- RECORDS FOR THE EXERCISE -
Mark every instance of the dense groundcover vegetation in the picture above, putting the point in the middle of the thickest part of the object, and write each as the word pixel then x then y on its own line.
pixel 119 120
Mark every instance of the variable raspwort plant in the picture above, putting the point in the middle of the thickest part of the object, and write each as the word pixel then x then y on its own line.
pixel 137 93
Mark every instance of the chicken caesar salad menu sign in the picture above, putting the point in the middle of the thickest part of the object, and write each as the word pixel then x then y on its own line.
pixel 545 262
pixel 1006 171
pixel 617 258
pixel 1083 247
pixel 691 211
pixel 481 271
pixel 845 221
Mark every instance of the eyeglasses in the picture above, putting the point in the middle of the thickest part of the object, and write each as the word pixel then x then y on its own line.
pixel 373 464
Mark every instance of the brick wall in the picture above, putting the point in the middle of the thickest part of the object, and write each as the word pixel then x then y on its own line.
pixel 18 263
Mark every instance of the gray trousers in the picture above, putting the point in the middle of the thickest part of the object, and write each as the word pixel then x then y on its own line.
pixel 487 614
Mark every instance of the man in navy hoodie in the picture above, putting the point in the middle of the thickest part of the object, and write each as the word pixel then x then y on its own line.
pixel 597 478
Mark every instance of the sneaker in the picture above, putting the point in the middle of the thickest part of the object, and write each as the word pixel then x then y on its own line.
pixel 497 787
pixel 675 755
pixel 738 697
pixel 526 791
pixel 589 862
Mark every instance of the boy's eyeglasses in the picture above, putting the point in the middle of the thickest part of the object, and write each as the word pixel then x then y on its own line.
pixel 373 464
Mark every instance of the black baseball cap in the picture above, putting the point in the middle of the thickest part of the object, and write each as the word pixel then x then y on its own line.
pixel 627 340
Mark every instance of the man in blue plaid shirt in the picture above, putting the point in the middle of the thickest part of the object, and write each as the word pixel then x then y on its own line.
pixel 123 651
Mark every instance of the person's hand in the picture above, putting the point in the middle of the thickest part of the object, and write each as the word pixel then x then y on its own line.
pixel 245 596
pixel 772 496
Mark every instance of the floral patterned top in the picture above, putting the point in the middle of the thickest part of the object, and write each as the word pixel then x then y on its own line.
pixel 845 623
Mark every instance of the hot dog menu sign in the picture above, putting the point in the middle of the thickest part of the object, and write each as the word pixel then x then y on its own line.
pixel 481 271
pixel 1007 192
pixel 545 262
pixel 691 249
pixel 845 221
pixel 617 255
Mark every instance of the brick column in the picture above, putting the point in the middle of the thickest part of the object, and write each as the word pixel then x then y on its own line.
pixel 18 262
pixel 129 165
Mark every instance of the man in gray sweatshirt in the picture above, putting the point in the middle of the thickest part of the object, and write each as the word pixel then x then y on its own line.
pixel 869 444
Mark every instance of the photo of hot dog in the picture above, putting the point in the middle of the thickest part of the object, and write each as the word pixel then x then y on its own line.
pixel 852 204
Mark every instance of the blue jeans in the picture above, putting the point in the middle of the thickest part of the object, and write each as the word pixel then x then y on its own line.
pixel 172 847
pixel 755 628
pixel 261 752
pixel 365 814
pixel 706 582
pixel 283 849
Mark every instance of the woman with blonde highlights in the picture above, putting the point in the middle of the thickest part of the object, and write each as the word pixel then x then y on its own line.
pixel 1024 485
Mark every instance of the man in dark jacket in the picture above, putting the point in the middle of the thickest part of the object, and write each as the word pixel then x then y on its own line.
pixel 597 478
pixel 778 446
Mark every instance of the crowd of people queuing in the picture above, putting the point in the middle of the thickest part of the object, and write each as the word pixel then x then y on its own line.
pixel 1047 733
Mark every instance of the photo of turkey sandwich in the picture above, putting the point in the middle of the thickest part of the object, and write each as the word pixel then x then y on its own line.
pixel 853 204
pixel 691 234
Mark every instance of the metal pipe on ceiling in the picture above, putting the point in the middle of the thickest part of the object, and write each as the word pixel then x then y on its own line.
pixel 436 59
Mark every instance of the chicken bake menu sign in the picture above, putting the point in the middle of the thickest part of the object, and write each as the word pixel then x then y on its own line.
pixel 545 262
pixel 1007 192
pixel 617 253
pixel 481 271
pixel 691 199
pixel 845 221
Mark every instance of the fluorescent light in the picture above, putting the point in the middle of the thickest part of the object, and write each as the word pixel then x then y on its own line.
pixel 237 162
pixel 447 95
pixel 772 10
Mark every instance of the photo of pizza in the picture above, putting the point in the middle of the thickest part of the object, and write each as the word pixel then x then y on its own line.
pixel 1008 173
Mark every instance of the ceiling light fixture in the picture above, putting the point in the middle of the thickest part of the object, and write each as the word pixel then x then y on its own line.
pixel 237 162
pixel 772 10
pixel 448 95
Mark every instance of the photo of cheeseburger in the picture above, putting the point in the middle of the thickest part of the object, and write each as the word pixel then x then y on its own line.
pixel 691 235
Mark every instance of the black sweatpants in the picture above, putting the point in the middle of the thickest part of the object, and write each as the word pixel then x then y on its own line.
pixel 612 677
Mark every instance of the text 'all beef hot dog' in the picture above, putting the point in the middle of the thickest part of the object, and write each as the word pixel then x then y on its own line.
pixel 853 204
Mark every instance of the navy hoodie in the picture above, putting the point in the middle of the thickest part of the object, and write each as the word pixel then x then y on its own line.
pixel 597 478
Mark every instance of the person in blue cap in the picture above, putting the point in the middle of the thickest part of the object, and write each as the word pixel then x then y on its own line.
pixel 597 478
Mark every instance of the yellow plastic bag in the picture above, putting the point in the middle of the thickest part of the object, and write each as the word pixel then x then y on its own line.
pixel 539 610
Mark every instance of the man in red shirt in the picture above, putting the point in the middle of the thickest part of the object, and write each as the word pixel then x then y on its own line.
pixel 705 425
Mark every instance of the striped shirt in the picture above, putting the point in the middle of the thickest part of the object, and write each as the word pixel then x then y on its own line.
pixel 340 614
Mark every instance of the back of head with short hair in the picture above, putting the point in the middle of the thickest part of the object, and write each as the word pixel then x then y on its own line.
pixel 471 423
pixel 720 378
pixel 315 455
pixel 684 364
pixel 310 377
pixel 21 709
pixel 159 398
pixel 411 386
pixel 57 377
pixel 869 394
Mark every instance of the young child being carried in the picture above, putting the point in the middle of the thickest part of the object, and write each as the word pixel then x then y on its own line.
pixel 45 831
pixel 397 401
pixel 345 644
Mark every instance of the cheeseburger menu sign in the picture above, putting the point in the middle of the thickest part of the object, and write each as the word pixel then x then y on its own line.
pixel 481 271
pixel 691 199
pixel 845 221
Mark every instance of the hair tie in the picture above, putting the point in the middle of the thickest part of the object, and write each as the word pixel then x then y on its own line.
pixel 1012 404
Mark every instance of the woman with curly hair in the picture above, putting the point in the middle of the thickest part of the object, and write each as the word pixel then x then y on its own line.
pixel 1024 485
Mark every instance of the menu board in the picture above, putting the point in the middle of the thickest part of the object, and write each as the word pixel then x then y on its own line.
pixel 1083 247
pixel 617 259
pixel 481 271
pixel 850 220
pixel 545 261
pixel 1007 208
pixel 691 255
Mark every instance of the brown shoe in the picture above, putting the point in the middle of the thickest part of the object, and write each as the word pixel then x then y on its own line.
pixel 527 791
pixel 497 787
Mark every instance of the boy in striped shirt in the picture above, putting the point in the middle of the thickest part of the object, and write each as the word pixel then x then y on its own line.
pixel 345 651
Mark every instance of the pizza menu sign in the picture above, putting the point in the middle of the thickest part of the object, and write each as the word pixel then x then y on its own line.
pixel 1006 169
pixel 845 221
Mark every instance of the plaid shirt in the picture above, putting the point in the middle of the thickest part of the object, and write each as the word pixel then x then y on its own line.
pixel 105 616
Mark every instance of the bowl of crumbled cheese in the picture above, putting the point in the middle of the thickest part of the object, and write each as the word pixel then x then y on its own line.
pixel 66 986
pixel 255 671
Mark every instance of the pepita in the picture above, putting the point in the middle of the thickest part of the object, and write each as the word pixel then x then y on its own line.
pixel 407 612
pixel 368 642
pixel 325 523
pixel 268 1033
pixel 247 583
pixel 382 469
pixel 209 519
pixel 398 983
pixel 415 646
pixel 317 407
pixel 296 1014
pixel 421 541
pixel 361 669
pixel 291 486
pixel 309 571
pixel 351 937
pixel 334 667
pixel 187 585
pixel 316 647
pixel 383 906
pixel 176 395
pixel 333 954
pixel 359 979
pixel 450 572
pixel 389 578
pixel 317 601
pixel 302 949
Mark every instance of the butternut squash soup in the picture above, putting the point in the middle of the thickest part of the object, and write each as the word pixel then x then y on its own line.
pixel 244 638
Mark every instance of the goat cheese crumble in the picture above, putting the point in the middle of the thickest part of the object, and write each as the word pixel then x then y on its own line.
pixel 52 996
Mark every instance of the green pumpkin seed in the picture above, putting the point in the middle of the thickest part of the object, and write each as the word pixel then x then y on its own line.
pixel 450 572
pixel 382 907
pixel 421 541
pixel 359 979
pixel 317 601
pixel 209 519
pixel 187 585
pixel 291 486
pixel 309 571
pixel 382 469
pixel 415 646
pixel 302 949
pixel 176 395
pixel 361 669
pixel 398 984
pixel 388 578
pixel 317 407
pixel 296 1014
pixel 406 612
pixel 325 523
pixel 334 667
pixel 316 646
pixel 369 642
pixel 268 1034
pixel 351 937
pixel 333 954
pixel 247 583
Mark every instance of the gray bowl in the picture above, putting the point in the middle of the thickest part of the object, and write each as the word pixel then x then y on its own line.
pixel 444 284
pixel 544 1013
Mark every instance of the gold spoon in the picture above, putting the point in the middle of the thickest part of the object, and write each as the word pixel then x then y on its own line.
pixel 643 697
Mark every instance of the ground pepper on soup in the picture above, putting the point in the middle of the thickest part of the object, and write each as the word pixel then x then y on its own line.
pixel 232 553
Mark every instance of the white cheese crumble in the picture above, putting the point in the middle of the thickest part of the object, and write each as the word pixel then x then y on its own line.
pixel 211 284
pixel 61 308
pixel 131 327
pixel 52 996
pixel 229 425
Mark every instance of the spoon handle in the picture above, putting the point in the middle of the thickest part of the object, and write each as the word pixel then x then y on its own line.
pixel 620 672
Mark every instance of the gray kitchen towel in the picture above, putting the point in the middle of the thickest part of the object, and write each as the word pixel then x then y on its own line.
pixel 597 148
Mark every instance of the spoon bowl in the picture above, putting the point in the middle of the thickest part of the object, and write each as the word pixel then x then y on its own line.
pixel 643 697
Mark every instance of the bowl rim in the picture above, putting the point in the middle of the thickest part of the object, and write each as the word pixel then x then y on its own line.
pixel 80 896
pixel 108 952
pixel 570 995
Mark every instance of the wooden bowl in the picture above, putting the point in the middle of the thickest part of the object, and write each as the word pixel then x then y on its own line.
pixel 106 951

- THE EXERCISE -
Copy out the records above without changes, starting with the line that contains "Mark every instance of the hot" and going on through the line that contains "pixel 691 234", with both of those lines included.

- COMPLETE OUTPUT -
Mark every instance of the hot dog menu sign in the picture above, putting the point in the middle of the thickest part of the object, and write each as the word pixel then x then y on its own line.
pixel 481 271
pixel 1007 192
pixel 545 262
pixel 691 249
pixel 845 221
pixel 617 255
Mark every instance of the brick column in the picture above, putting the point in the middle of the thickest part of the object, and write each as the word pixel then x then y on its own line.
pixel 18 262
pixel 129 165
Mark every instance of the man in gray sweatshirt in the picture above, putting the point in the middle of the thickest part of the object, and write each as the word pixel then x then y on its own line.
pixel 869 444
Mark every instance of the photo of hot dog in the picture above, putting the point in the middle of the thickest part of the object, and write each as the word pixel then x then y on its own line.
pixel 852 204
Mark every instance of the blue jeans in the picture above, putting the point in the middle of the thickest part of the object, and write each as the word pixel then x then y on its own line.
pixel 172 847
pixel 755 628
pixel 261 752
pixel 365 814
pixel 706 582
pixel 283 849
Mark every instance of the woman with blonde highlights in the picture above, putting the point in the middle of the thickest part of the object, and write each as the word pixel then x then y on its own line.
pixel 1024 485
Mark every instance of the man in dark jacket in the picture above, putting the point in the middle of the thickest part of the object, and write each as the word pixel then x then y on its own line.
pixel 597 478
pixel 778 446
Mark every instance of the crowd of people queuing in the picture above, putting the point in the middle of the thickest part of the object, and write each as the word pixel then x then y on its own line.
pixel 1047 733
Mark every instance of the photo of turkey sandwich in the picture above, putting the point in the middle of the thickest part of the object, and write each as the word pixel then x then y on its own line.
pixel 853 204
pixel 691 234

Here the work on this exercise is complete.